• **Task a**: Repeat word for word the passage on conscience and political platforms, from "But the Church" to "disobeying the Church.".

• **Quoted text**:

I suspect, while reading this, many started thinking about certain political parties and their platforms, praising one and condemning the other based on their preferences. What makes this dangerous is people are condemning others without cause, not because they reject the Church, but because they reject one proposed political solution. Yes, sometimes, political platforms embrace things the Church warns us are evil (we’ll get into that below). Then we have to oppose the platform, whether we work to reform it from inside the party or rejecting the party and walking away. In such a case we cannot excuse the immoral position, or evade our obligation to oppose it. When the Church says “X is intrinsically evil,” a party which calls the act good, or a right is at odds with living as a Christian, and we must oppose them.

But the Church does not endorse a specific political platform on how to carry out her teaching, and sometimes Catholics falsely accuse each other of rejecting Church teaching when it is more a case of one Catholic thinking the second Catholic’s preferred plan won’t work. We have to be honest with ourselves. We can’t cherry pick the Church teaching to find convenient phrases to justify what we want to do anyway. We have to be sincerely trying to seek out and follow Church teaching when we support legislation or candidates.

One Catholic may think that a particular political proposal will better promote social justice in America. A second may believe the harm it causes outweighs the good claimed. If both are sincere and have their conscience properly formed by the Church, neither sins for not favoring the approach of the other and it is unjust of accusing them of disobeying the Church.

II. Falsely Claiming a Right to Support A Candidate who Favors Evil in the Name of a Good

On the other side, we have to understand that conscience is not the same thing as feelings or opinions. Conscience tells us about what is right and wrong about an act. Our opinions and feelings can mislead us by sentiment, or an imperfect knowledge of the facts. A person may not feel that he does anything wrong. But conscience formed by the Church tells us something is a grave evil and we cannot treat it as a lesser concern just because we like the candidate’s other positions. A person who does not know that Church teaching must form conscience but sincerely seeks to do right might make a mistake in pursuing the good. The Catholic does not have that excuse.

• **Material provided**:
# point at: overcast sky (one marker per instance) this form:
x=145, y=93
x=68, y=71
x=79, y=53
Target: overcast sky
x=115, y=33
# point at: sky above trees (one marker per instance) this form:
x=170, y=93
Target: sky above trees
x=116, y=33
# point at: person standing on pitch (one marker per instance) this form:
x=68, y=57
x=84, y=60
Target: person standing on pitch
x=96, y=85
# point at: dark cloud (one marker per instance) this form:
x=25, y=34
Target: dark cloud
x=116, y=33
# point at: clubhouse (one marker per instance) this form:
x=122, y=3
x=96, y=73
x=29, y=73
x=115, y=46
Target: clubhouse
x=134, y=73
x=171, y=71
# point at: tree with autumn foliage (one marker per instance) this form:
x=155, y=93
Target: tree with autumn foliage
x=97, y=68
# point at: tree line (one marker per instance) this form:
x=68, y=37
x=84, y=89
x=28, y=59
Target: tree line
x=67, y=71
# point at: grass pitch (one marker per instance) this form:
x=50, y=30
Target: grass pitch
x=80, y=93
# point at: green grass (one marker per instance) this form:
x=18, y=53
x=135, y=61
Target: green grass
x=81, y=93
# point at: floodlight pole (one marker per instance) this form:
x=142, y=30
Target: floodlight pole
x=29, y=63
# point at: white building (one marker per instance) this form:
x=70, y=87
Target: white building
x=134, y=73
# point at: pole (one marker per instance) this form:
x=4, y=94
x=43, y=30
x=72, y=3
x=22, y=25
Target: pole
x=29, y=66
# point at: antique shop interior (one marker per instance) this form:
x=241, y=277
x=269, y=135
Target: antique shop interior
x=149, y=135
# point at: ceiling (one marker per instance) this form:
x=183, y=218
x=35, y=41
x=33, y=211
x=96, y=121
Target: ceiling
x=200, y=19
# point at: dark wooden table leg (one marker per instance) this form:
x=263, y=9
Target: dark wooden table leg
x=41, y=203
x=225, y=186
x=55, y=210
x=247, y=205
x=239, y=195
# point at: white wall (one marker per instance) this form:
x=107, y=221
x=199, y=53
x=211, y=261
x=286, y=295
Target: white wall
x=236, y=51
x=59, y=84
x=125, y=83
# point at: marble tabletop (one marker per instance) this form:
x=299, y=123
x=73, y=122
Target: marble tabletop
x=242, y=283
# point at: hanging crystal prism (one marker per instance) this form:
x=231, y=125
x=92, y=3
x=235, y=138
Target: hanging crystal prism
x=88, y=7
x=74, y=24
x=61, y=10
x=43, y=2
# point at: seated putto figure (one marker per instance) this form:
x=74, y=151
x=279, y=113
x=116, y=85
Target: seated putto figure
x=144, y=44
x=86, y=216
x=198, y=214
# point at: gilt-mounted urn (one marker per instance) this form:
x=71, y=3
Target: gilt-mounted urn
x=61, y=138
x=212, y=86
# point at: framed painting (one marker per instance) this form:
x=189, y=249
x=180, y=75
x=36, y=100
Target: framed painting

• **Task b**: Reproduce the records from the line with "# point at: green" to the line with "x=149, y=135", both lines included, and give nothing else.

• **Correct output a**:
But the Church does not endorse a specific political platform on how to carry out her teaching, and sometimes Catholics falsely accuse each other of rejecting Church teaching when it is more a case of one Catholic thinking the second Catholic’s preferred plan won’t work. We have to be honest with ourselves. We can’t cherry pick the Church teaching to find convenient phrases to justify what we want to do anyway. We have to be sincerely trying to seek out and follow Church teaching when we support legislation or candidates.

One Catholic may think that a particular political proposal will better promote social justice in America. A second may believe the harm it causes outweighs the good claimed. If both are sincere and have their conscience properly formed by the Church, neither sins for not favoring the approach of the other and it is unjust of accusing them of disobeying the Church.

• **Correct output b**:
# point at: green grass (one marker per instance) this form:
x=18, y=53
x=135, y=61
Target: green grass
x=81, y=93
# point at: floodlight pole (one marker per instance) this form:
x=142, y=30
Target: floodlight pole
x=29, y=63
# point at: white building (one marker per instance) this form:
x=70, y=87
Target: white building
x=134, y=73
# point at: pole (one marker per instance) this form:
x=4, y=94
x=43, y=30
x=72, y=3
x=22, y=25
Target: pole
x=29, y=66
# point at: antique shop interior (one marker per instance) this form:
x=241, y=277
x=269, y=135
Target: antique shop interior
x=149, y=135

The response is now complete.